=== MATERIAL TO PROCESS ===

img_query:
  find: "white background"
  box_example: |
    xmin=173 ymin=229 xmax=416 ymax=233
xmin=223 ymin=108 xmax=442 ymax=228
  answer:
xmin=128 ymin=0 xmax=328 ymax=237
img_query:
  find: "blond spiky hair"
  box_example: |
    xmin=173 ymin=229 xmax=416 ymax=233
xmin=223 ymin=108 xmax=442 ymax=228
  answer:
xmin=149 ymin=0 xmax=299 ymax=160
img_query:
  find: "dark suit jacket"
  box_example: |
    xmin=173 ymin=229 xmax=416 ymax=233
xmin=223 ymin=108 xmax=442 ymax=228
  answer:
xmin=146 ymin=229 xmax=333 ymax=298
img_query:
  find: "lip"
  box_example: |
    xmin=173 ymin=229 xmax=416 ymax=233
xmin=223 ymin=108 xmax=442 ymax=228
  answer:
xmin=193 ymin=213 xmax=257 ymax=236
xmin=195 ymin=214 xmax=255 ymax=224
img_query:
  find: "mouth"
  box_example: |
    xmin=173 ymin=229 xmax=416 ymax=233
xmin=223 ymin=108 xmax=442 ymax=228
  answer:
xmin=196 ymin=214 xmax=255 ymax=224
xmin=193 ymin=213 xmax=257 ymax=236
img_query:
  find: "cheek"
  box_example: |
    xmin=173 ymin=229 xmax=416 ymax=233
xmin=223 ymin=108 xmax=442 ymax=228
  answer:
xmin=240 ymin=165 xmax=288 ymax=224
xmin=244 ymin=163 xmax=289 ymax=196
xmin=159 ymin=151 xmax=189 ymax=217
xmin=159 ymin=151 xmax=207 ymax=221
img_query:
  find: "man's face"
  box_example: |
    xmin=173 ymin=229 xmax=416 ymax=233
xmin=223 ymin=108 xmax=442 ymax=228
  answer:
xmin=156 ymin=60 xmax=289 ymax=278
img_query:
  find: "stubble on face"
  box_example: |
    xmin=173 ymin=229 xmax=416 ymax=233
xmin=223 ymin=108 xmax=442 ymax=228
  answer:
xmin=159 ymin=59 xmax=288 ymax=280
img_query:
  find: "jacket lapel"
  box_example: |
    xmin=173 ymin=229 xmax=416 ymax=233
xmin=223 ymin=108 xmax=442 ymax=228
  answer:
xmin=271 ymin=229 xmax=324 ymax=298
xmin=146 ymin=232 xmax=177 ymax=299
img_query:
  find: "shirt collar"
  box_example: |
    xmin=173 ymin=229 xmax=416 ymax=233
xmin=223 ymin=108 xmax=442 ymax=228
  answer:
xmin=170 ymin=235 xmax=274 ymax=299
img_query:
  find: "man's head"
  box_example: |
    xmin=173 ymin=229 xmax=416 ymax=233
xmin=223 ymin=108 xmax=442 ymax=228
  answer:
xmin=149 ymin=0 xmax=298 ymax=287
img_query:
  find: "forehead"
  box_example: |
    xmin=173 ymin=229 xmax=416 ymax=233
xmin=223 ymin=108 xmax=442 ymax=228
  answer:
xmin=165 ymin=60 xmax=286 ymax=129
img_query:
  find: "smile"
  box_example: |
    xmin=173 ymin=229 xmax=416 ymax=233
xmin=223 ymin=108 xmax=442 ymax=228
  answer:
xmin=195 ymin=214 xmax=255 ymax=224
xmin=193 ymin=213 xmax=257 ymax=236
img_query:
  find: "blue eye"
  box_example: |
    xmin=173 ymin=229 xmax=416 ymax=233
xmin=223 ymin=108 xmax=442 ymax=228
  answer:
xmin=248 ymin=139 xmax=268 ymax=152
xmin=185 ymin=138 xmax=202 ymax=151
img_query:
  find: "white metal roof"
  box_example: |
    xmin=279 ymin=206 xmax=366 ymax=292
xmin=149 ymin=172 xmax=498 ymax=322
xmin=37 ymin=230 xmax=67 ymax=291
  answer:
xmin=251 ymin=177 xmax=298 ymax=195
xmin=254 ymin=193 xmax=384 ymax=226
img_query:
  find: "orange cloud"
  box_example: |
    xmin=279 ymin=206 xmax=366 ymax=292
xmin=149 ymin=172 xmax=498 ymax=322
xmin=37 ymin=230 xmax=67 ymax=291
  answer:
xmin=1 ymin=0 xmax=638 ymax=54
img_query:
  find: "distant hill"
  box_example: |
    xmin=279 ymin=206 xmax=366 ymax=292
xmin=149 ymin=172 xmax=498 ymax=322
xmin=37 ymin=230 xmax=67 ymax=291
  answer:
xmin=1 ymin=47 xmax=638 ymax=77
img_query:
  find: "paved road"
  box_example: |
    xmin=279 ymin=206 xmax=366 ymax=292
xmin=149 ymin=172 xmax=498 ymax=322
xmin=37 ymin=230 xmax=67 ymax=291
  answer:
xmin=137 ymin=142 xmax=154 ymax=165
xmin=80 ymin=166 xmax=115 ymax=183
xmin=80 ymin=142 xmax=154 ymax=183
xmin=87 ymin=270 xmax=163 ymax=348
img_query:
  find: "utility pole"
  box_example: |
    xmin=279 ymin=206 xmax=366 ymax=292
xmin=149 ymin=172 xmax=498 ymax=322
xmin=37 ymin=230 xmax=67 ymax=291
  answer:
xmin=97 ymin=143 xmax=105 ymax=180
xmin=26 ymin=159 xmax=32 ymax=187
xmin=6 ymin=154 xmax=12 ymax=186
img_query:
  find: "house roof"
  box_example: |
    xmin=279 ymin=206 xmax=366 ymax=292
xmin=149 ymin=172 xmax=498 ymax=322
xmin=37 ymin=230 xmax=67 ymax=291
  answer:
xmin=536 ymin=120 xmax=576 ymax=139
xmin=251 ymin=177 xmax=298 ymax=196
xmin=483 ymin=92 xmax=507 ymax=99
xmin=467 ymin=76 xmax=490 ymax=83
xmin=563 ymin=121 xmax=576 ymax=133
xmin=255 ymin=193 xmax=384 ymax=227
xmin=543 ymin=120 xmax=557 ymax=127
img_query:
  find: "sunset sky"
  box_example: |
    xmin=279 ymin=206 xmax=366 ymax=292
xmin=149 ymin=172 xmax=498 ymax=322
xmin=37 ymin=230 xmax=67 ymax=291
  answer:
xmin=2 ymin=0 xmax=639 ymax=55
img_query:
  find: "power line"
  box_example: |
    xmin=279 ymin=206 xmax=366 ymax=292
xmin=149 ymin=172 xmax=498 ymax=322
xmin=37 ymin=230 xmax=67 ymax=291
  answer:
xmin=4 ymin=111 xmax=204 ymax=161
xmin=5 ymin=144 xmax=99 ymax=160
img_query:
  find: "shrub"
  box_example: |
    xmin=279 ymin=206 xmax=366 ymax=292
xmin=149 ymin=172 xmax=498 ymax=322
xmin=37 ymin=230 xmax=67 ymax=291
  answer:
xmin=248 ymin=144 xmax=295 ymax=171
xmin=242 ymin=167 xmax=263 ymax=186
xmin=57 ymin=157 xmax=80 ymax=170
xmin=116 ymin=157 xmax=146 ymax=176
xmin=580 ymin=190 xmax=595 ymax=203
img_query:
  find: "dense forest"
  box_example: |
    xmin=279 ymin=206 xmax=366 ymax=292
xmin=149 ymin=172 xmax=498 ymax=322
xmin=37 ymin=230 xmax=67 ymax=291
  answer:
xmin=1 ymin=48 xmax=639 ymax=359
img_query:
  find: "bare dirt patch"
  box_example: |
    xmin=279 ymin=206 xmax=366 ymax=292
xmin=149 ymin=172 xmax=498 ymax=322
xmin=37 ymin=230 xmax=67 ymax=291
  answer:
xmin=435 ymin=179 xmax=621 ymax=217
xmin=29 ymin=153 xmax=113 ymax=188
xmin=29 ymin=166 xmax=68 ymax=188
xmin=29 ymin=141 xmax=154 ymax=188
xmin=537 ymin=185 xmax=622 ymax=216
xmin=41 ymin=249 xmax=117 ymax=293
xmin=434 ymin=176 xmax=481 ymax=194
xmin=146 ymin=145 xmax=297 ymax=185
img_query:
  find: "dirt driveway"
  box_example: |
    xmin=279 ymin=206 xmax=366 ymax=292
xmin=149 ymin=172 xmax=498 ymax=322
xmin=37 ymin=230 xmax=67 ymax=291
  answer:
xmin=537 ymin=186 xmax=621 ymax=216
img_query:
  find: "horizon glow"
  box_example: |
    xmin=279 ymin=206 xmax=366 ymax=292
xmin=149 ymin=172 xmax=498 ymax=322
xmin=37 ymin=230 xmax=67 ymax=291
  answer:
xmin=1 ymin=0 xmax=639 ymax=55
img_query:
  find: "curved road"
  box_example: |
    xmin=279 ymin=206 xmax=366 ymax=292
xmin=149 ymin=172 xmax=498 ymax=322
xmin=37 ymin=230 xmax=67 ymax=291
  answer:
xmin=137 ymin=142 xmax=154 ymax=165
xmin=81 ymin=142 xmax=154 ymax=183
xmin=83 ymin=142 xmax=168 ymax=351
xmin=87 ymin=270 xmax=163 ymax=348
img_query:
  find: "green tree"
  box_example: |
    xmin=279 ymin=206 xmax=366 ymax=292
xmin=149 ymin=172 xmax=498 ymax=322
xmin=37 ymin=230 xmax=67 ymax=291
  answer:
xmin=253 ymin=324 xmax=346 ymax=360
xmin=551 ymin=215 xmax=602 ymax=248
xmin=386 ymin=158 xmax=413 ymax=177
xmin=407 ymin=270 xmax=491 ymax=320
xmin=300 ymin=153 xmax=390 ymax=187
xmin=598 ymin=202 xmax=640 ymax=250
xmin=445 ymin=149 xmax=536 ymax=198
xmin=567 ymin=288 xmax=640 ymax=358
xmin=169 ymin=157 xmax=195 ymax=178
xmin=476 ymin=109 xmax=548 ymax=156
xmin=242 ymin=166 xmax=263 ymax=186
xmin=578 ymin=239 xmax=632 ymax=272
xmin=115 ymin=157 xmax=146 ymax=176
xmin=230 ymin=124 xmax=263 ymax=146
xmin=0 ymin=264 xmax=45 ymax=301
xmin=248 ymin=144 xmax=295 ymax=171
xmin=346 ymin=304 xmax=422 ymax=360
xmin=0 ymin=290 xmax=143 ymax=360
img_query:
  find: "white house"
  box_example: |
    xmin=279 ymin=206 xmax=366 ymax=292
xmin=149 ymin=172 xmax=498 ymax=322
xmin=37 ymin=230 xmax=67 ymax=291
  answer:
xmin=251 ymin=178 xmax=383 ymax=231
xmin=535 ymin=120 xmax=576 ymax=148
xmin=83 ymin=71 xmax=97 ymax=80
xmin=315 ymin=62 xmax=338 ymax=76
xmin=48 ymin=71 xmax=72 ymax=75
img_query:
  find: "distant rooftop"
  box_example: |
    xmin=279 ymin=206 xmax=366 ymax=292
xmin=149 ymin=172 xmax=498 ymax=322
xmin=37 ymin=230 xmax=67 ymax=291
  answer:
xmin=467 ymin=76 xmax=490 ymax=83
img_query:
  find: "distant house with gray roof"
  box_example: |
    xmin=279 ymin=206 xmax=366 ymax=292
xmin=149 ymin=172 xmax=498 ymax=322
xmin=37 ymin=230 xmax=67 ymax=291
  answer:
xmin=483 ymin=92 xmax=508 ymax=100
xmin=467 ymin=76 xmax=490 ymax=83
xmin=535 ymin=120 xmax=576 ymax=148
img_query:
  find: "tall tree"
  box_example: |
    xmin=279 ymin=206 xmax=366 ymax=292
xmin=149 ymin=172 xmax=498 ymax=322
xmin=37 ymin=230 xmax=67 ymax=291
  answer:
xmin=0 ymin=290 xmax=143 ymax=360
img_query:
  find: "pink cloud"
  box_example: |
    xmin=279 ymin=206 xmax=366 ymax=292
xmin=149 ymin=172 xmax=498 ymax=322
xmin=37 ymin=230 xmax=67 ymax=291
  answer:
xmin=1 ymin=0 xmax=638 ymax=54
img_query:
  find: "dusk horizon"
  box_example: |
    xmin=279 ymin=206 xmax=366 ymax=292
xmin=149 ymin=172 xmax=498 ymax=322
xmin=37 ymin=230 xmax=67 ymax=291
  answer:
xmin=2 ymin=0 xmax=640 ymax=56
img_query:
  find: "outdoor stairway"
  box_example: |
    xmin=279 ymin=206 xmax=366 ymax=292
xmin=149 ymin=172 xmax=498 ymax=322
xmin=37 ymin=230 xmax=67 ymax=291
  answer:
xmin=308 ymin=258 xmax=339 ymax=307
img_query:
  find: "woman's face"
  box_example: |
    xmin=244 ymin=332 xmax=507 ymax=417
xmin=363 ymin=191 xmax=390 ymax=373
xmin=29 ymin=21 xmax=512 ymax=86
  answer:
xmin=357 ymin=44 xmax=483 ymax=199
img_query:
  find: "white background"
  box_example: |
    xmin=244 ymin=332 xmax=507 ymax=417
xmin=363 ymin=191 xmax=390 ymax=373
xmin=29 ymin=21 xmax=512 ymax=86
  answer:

===

YOUR OBJECTIVE: Which lines above contain "dirt"? Show each of them.

ANSWER TO THE PROBLEM:
  find: "bare dirt patch"
  find: "dirt driveway"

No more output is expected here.